Switch every "sidewalk" to "pavement" in the part of the entries that opens with the line containing "Exercise. Indicate the concrete" and closes with the line containing "x=592, y=424". Write out only that part, with everything else unchanged.

[Start of DATA SHOWN]

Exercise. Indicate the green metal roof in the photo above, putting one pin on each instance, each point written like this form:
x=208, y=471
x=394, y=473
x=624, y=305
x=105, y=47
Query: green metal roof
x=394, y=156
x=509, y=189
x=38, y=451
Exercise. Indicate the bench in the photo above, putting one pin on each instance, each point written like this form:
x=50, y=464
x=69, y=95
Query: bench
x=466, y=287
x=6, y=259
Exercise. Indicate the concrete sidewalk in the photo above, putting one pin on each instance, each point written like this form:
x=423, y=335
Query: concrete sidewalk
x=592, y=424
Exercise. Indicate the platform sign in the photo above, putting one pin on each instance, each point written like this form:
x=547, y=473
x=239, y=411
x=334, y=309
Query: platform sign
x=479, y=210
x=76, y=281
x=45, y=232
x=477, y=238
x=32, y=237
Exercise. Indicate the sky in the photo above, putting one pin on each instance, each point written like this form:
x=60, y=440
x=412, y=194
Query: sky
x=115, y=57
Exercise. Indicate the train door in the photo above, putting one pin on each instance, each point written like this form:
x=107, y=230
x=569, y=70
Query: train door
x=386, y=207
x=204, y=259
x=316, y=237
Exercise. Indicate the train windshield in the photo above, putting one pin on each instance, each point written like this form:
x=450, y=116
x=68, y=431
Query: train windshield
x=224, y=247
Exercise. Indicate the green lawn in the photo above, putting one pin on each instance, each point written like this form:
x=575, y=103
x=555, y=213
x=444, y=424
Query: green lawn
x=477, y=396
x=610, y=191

[End of DATA SHOWN]

> _RESULT OF THIS TASK_
Exercise. Indicate the concrete pavement in the photo above, putting one pin on each instance, each point written like this form:
x=423, y=335
Query: concrete pavement
x=592, y=424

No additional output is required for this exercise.